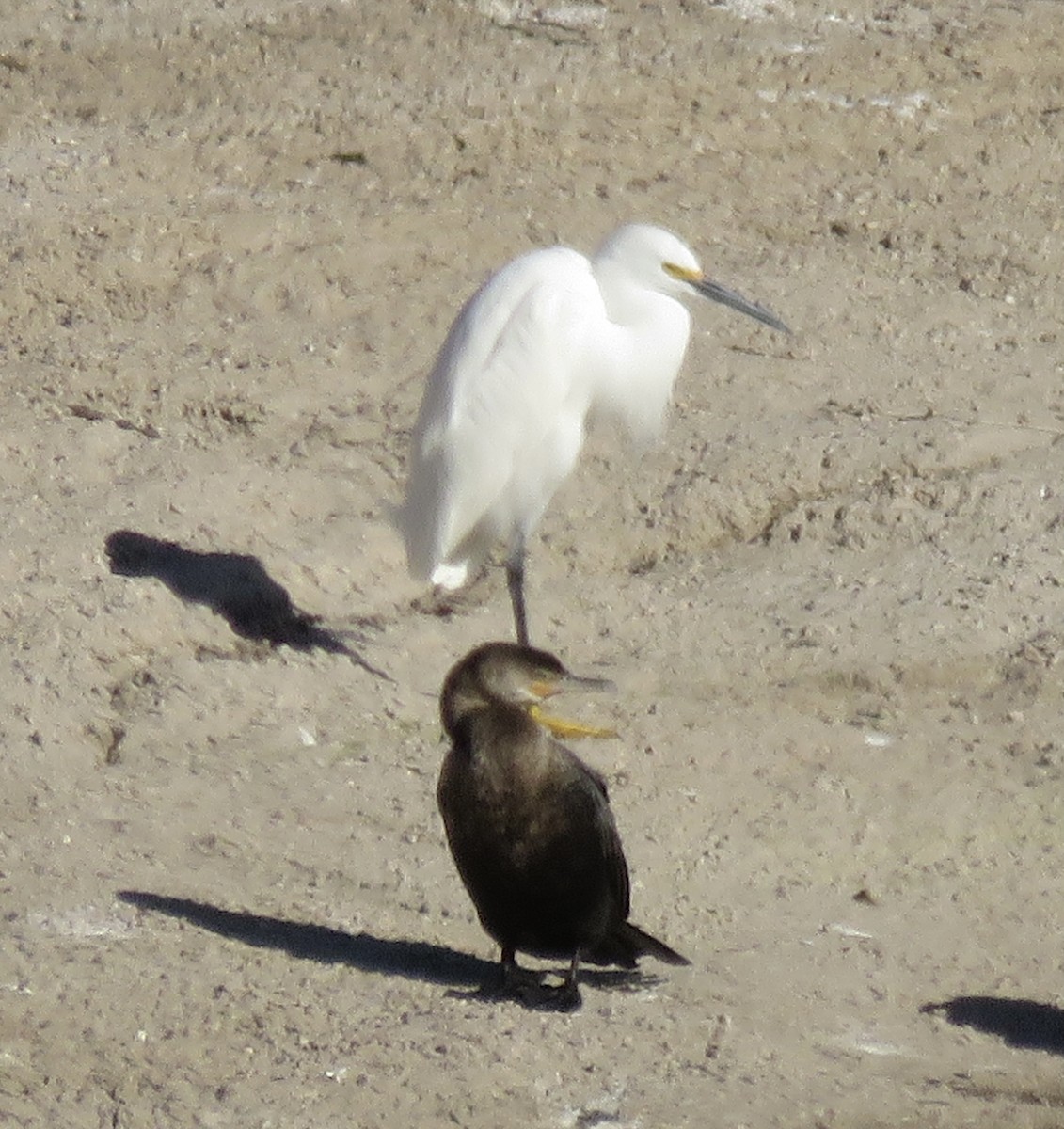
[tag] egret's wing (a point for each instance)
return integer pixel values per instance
(507, 374)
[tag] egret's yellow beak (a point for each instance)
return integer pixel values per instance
(731, 298)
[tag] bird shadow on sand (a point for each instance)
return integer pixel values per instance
(234, 586)
(468, 977)
(414, 960)
(1021, 1023)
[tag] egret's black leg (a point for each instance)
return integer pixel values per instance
(516, 582)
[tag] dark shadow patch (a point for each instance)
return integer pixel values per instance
(232, 585)
(470, 978)
(1021, 1023)
(412, 960)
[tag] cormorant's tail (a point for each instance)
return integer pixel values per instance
(627, 944)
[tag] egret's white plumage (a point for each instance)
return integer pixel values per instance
(550, 339)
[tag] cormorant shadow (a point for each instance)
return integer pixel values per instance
(1023, 1023)
(415, 960)
(232, 585)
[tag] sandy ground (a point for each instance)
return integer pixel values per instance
(832, 596)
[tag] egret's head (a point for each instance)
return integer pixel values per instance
(655, 259)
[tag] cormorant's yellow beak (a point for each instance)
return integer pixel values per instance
(561, 726)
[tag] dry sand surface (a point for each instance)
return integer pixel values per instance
(833, 596)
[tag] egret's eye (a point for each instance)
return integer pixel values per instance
(682, 274)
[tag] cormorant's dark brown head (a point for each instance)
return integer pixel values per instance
(499, 673)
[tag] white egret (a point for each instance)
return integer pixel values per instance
(551, 338)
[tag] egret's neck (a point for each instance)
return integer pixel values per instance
(647, 338)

—————

EXERCISE GOAL: Could you render the stretch from the line containing "[tag] egret's neck" through the end of the material as a JSON list of strings, one string per line, with blank lines left out?

PROBLEM SOLUTION:
[
  "[tag] egret's neck (a point for each instance)",
  "return integer pixel values per instance",
  "(647, 338)"
]